Task directions
The entries need to be copied exactly.

***** Entries supplied

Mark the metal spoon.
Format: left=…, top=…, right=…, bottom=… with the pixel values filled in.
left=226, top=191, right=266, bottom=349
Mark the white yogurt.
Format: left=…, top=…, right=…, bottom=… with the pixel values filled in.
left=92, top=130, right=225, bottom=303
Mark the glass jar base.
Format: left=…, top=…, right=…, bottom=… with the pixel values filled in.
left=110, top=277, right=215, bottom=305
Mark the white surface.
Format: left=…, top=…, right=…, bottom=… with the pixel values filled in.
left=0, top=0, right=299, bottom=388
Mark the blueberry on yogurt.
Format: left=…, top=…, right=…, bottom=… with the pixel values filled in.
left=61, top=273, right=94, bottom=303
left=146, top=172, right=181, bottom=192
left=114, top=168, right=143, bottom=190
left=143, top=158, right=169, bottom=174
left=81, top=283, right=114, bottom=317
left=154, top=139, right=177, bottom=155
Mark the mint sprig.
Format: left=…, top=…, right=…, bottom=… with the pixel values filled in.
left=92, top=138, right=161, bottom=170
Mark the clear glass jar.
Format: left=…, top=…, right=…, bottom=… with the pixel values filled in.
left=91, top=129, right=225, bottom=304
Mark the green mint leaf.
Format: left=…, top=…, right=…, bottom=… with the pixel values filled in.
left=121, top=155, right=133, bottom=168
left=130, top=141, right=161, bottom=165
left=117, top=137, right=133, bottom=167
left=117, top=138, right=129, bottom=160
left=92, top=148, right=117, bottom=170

**********

Answer to the problem
Mark the metal spoon.
Format: left=…, top=…, right=…, bottom=… with the pixel values filled in.
left=226, top=191, right=266, bottom=349
Mark the white yogurt.
Format: left=…, top=…, right=…, bottom=… with the pixel values filled in.
left=92, top=130, right=225, bottom=303
Mark the glass jar base.
Format: left=…, top=…, right=…, bottom=… with the pixel values filled in.
left=110, top=277, right=215, bottom=305
Mark the white surface.
Format: left=…, top=…, right=…, bottom=… with the pixel values filled in.
left=0, top=0, right=299, bottom=388
Mark the blueberry on yogurt.
Format: left=…, top=…, right=…, bottom=… with the pixel values filled in.
left=61, top=273, right=94, bottom=303
left=146, top=172, right=181, bottom=192
left=114, top=168, right=143, bottom=190
left=143, top=158, right=169, bottom=174
left=81, top=283, right=114, bottom=317
left=154, top=139, right=177, bottom=155
Mark the mint sprig.
Format: left=…, top=…, right=…, bottom=… with the pixel values filled in.
left=92, top=138, right=161, bottom=170
Mark the clear glass jar.
Format: left=…, top=…, right=…, bottom=… with the pixel values filled in.
left=91, top=129, right=225, bottom=304
Mark the green mint leaf.
Format: left=…, top=…, right=…, bottom=… with the pixel values filled in.
left=121, top=155, right=133, bottom=168
left=130, top=141, right=161, bottom=165
left=117, top=137, right=133, bottom=167
left=117, top=138, right=129, bottom=160
left=92, top=148, right=117, bottom=170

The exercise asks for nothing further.